### Task brief
Copy out the data exactly as it appears, without a single image.

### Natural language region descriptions
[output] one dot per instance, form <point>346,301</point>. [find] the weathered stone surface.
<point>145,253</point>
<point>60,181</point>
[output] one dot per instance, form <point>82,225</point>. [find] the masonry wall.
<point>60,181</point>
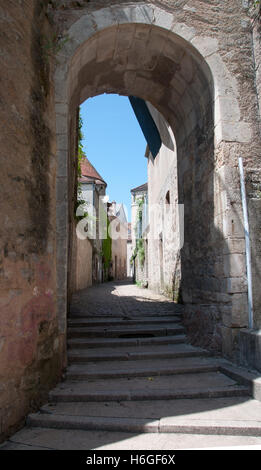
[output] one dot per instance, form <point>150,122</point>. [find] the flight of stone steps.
<point>137,373</point>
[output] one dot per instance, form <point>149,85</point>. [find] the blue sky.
<point>115,145</point>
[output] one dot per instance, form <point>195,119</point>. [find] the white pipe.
<point>247,240</point>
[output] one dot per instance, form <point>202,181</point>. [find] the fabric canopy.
<point>147,124</point>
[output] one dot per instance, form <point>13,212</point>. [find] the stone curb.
<point>141,425</point>
<point>111,342</point>
<point>70,396</point>
<point>74,374</point>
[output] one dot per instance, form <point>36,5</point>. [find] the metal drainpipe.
<point>247,240</point>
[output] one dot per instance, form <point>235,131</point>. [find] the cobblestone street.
<point>120,298</point>
<point>134,382</point>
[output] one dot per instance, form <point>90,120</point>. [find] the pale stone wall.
<point>195,64</point>
<point>83,264</point>
<point>119,252</point>
<point>163,234</point>
<point>32,346</point>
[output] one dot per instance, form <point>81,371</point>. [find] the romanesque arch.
<point>143,51</point>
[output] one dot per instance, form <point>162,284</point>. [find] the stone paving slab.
<point>130,330</point>
<point>135,353</point>
<point>225,408</point>
<point>149,388</point>
<point>57,439</point>
<point>130,424</point>
<point>141,368</point>
<point>127,320</point>
<point>119,342</point>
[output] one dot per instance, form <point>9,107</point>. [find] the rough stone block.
<point>163,19</point>
<point>236,315</point>
<point>250,348</point>
<point>205,45</point>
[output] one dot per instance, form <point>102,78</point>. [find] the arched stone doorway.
<point>142,51</point>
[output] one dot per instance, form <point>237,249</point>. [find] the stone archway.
<point>140,50</point>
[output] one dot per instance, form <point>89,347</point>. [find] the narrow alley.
<point>134,382</point>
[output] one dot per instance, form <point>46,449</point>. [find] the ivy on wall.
<point>106,248</point>
<point>139,250</point>
<point>80,157</point>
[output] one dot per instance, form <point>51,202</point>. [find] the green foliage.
<point>52,45</point>
<point>80,156</point>
<point>139,249</point>
<point>106,248</point>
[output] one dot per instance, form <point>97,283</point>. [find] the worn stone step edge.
<point>117,332</point>
<point>73,374</point>
<point>119,342</point>
<point>216,392</point>
<point>134,315</point>
<point>83,356</point>
<point>141,425</point>
<point>243,376</point>
<point>79,322</point>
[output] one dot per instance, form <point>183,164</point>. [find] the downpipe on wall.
<point>247,241</point>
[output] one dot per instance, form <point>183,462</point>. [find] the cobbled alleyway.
<point>134,382</point>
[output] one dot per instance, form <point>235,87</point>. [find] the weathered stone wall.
<point>164,234</point>
<point>31,346</point>
<point>83,264</point>
<point>195,65</point>
<point>118,269</point>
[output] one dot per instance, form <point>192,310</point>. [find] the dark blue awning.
<point>147,124</point>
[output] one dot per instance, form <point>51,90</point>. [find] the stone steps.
<point>137,374</point>
<point>122,321</point>
<point>141,425</point>
<point>127,331</point>
<point>124,342</point>
<point>168,351</point>
<point>142,368</point>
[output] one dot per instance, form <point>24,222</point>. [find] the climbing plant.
<point>139,249</point>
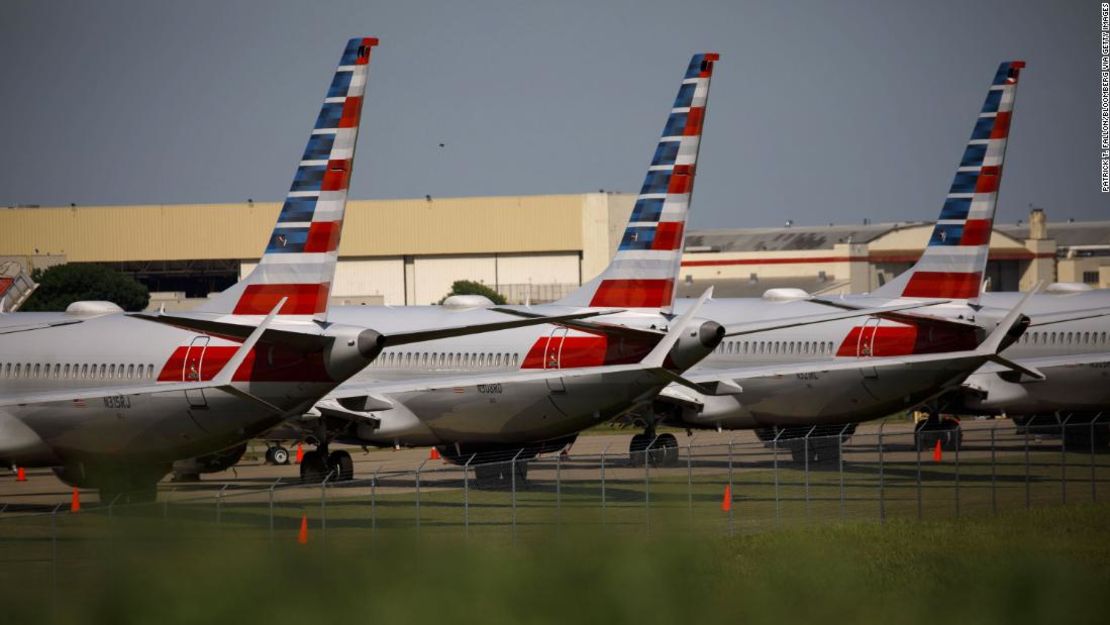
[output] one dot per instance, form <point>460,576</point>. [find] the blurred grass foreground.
<point>1031,566</point>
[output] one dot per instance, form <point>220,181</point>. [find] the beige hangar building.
<point>528,248</point>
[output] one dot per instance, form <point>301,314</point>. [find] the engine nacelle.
<point>696,342</point>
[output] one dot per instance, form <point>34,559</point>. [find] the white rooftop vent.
<point>785,294</point>
<point>1066,288</point>
<point>464,302</point>
<point>91,308</point>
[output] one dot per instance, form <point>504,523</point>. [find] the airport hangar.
<point>528,248</point>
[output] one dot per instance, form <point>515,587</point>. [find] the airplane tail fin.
<point>955,261</point>
<point>299,262</point>
<point>643,272</point>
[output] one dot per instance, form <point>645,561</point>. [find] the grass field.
<point>1049,564</point>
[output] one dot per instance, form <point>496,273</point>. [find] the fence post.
<point>883,494</point>
<point>603,481</point>
<point>778,504</point>
<point>558,486</point>
<point>994,471</point>
<point>689,475</point>
<point>466,494</point>
<point>1093,422</point>
<point>730,445</point>
<point>839,455</point>
<point>165,502</point>
<point>53,557</point>
<point>647,481</point>
<point>805,443</point>
<point>1028,423</point>
<point>272,486</point>
<point>323,503</point>
<point>512,472</point>
<point>419,469</point>
<point>373,500</point>
<point>1063,460</point>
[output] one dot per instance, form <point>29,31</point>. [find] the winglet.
<point>994,342</point>
<point>229,370</point>
<point>655,358</point>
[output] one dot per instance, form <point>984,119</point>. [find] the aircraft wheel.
<point>665,452</point>
<point>313,467</point>
<point>341,465</point>
<point>637,449</point>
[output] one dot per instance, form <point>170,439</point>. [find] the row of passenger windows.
<point>101,371</point>
<point>797,348</point>
<point>444,360</point>
<point>1063,338</point>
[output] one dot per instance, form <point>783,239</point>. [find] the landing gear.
<point>659,450</point>
<point>276,455</point>
<point>313,467</point>
<point>500,474</point>
<point>820,451</point>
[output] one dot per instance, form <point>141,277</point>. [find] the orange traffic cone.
<point>302,536</point>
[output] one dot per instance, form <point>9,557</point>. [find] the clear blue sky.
<point>819,111</point>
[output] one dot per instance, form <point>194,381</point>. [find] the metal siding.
<point>375,228</point>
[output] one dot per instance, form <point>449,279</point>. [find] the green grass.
<point>1033,566</point>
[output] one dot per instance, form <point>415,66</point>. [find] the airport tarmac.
<point>42,490</point>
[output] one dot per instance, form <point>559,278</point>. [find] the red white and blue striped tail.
<point>955,261</point>
<point>643,272</point>
<point>299,262</point>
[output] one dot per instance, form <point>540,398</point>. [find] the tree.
<point>61,285</point>
<point>471,288</point>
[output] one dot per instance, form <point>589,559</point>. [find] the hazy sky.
<point>819,111</point>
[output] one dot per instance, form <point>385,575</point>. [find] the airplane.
<point>512,416</point>
<point>111,400</point>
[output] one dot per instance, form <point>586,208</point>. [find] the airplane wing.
<point>728,381</point>
<point>1050,362</point>
<point>40,325</point>
<point>221,381</point>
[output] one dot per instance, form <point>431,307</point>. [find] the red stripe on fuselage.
<point>323,237</point>
<point>303,299</point>
<point>668,235</point>
<point>942,284</point>
<point>275,364</point>
<point>557,352</point>
<point>976,232</point>
<point>1001,128</point>
<point>634,293</point>
<point>352,108</point>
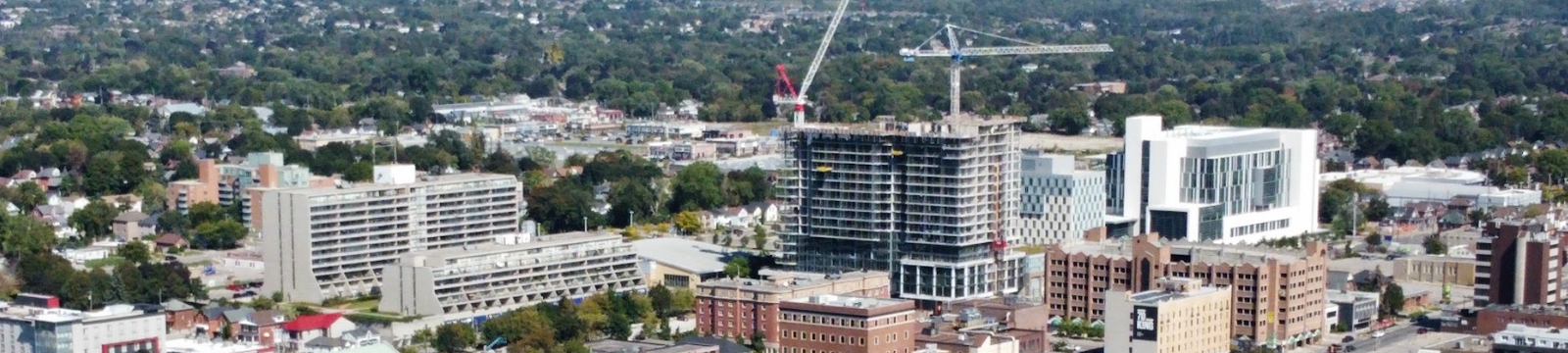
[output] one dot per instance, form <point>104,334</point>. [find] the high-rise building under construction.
<point>924,201</point>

### Written solution
[output] one dot per instance, form <point>346,301</point>. [find] the weathered stone surface.
<point>145,253</point>
<point>60,181</point>
[output] one dot per instance, form <point>82,225</point>. [find] the masonry wall.
<point>60,181</point>
[output] one dot per instance, form <point>150,122</point>. [find] the flight of stone steps.
<point>137,373</point>
[output] one dot per instance, form <point>149,85</point>. [find] the blue sky.
<point>115,145</point>
[output] one dot per instance, form <point>195,119</point>. [find] the white pipe.
<point>247,240</point>
[output] one dot per instance, form <point>202,181</point>. [find] the fabric canopy.
<point>147,124</point>
[output] one dot per instance, form <point>13,212</point>. [find] the stone curb.
<point>141,425</point>
<point>111,342</point>
<point>70,396</point>
<point>74,374</point>
[output] one dot per instance, form <point>36,5</point>. [find] the metal drainpipe.
<point>247,240</point>
[output] one dot per instance, form <point>235,131</point>. [find] the cobblestone street.
<point>120,298</point>
<point>134,382</point>
[output] one dot per instance, form <point>90,120</point>. [find] the pale stone wall.
<point>195,64</point>
<point>83,264</point>
<point>119,252</point>
<point>163,234</point>
<point>32,346</point>
[output] one dot per instance, form <point>81,371</point>. [find] the romanesque arch.
<point>143,51</point>
[output] one dot per instance, form <point>162,284</point>. [find] the stone paving slab.
<point>130,330</point>
<point>135,353</point>
<point>225,408</point>
<point>149,388</point>
<point>57,439</point>
<point>130,424</point>
<point>141,368</point>
<point>127,320</point>
<point>119,342</point>
[output] one dot per instance, form <point>9,107</point>. [find] the rough stone block.
<point>163,19</point>
<point>236,315</point>
<point>250,348</point>
<point>205,45</point>
[output] one dot per instance, form <point>102,78</point>. [find] the arched stone doorway.
<point>142,51</point>
[output] one dot per instance, form <point>237,249</point>. [find] the stone archway.
<point>140,50</point>
[output] one dot per instance, form <point>89,347</point>. [find] the narrow alley.
<point>134,382</point>
[output] one dot per instance, form <point>46,449</point>. [find] the ivy on wall.
<point>106,248</point>
<point>139,250</point>
<point>80,157</point>
[output] one dot per instance, form <point>51,202</point>. [find] the green foliage.
<point>52,45</point>
<point>80,156</point>
<point>139,249</point>
<point>106,248</point>
[output] one dot per instance, form <point>97,283</point>. [find] the worn stone step edge.
<point>117,332</point>
<point>73,374</point>
<point>119,342</point>
<point>216,392</point>
<point>134,315</point>
<point>83,356</point>
<point>141,425</point>
<point>243,376</point>
<point>79,322</point>
[output] one dot per instance, form <point>183,164</point>. [find] the downpipe on wall.
<point>247,241</point>
[output] one dot per instance, form <point>183,462</point>. [find] the cobbled alleyway.
<point>134,382</point>
[output] one dot per instance, form <point>235,87</point>. [find] the weathered stone wall.
<point>164,234</point>
<point>31,346</point>
<point>83,264</point>
<point>195,65</point>
<point>118,269</point>
[output] one dot per instance, form <point>192,310</point>. [find] the dark blue awning.
<point>147,124</point>
[output] one dot per instance, form <point>51,90</point>. [find] the stone steps.
<point>137,374</point>
<point>122,321</point>
<point>141,425</point>
<point>127,331</point>
<point>124,342</point>
<point>168,351</point>
<point>142,368</point>
[output] one dot per instance, form <point>24,222</point>. [find] the climbing plant.
<point>139,249</point>
[output] one dot per instance, form <point>460,576</point>. [find] the blurred grass foreground.
<point>1031,566</point>
[output] one dot per instance, form <point>220,181</point>. [find] the beige hangar building.
<point>528,248</point>
[output] one dot per instance, form <point>301,314</point>. [find] the engine nacelle.
<point>696,342</point>
[output] one dot per instance, form <point>34,559</point>. [find] the white rooftop vent.
<point>785,294</point>
<point>1066,288</point>
<point>464,302</point>
<point>91,308</point>
[output] one dot per instance, form <point>504,523</point>. [find] the airport hangar.
<point>528,248</point>
[output] one dot per instance, form <point>515,587</point>. [find] the airplane tail fin.
<point>955,261</point>
<point>299,262</point>
<point>643,272</point>
[output] one dot per instance, form <point>645,561</point>. [find] the grass field.
<point>1049,564</point>
[output] one dot per instance, form <point>496,273</point>. [find] the fence post.
<point>883,494</point>
<point>603,481</point>
<point>778,504</point>
<point>558,486</point>
<point>994,471</point>
<point>689,475</point>
<point>466,494</point>
<point>1093,422</point>
<point>730,445</point>
<point>839,455</point>
<point>165,502</point>
<point>53,557</point>
<point>647,481</point>
<point>805,443</point>
<point>1028,423</point>
<point>272,486</point>
<point>323,503</point>
<point>512,472</point>
<point>419,469</point>
<point>373,500</point>
<point>1063,460</point>
[output] one dot per instance, form <point>29,31</point>. [find] the winglet.
<point>994,342</point>
<point>229,370</point>
<point>655,358</point>
[output] one dot per instance, form <point>984,119</point>. [find] the aircraft wheel.
<point>665,452</point>
<point>313,467</point>
<point>341,465</point>
<point>637,449</point>
[output] one dot per instance, form <point>170,439</point>. [find] the row of passenger windows.
<point>101,371</point>
<point>797,348</point>
<point>444,360</point>
<point>1063,338</point>
[output] one dot per instance, form <point>783,239</point>. [find] the landing gear.
<point>659,450</point>
<point>276,455</point>
<point>313,467</point>
<point>500,474</point>
<point>820,451</point>
[output] one dot per instance, form <point>141,277</point>. [find] the orange traffic cone.
<point>302,536</point>
[output] one dot per instance, form <point>9,557</point>. [find] the clear blue sky.
<point>819,111</point>
[output] one dot per instance, form <point>194,381</point>. [find] the metal siding.
<point>375,228</point>
[output] one dot per instance, form <point>449,279</point>. [find] the green grass.
<point>1033,566</point>
[output] one dot per instance, form <point>415,66</point>. [find] the airport tarmac.
<point>42,490</point>
[output] one dot per instance, form <point>559,278</point>. [find] the red white and blue striped tail.
<point>955,261</point>
<point>643,272</point>
<point>299,262</point>
[output] one dot per instance, form <point>540,398</point>. [find] the tree.
<point>61,285</point>
<point>471,288</point>
[output] one dot per instance, form <point>589,559</point>. [find] the hazy sky.
<point>819,111</point>
[output] one dot per instance, form <point>385,575</point>. [find] the airplane.
<point>512,416</point>
<point>111,400</point>
[output] one dot per instance, form <point>586,208</point>. [find] the airplane wing.
<point>728,381</point>
<point>1050,362</point>
<point>40,325</point>
<point>221,381</point>
[output] one dot per instance, form <point>431,307</point>. [find] the red stripe on fuselage.
<point>323,237</point>
<point>303,299</point>
<point>668,235</point>
<point>942,284</point>
<point>275,364</point>
<point>557,352</point>
<point>976,232</point>
<point>1001,128</point>
<point>634,293</point>
<point>352,108</point>
[output] one dot per instance, form <point>104,334</point>. [find] the high-rise building under construction.
<point>924,201</point>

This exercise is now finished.